Collect every line of the rows below that contains the word "painting", and copy each one in full. Match the case exactly.

------ Supplied information ------

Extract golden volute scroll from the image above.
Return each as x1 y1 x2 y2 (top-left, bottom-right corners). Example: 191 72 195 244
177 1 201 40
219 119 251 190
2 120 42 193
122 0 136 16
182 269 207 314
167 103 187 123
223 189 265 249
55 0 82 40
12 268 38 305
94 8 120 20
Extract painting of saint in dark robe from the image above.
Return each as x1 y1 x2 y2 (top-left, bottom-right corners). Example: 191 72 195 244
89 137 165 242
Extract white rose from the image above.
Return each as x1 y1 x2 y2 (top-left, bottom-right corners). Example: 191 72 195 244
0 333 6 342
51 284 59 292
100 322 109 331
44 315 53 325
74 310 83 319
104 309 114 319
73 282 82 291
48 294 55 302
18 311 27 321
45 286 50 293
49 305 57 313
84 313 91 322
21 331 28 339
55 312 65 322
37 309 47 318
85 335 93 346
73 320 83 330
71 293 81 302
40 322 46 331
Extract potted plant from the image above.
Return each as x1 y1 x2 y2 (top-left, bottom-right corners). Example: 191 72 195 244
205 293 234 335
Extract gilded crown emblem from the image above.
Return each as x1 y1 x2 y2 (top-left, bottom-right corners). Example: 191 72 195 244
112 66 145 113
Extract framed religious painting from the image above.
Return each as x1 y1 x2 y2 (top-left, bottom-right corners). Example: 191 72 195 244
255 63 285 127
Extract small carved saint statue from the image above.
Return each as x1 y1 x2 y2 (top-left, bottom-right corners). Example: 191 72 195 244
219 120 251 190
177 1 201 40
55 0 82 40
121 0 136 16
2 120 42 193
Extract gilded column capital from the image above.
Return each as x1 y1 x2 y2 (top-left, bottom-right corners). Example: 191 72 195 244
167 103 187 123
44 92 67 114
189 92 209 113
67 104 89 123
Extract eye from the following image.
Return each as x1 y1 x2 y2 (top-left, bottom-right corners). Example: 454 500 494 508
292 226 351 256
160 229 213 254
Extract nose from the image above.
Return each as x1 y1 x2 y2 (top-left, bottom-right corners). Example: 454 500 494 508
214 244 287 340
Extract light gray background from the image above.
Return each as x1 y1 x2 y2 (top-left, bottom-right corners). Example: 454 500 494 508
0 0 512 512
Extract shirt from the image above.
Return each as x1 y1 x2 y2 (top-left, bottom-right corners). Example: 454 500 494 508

------

- The reply -
Extract painting of saint in dark robe from the image above.
Extract framed religious painting from the image above.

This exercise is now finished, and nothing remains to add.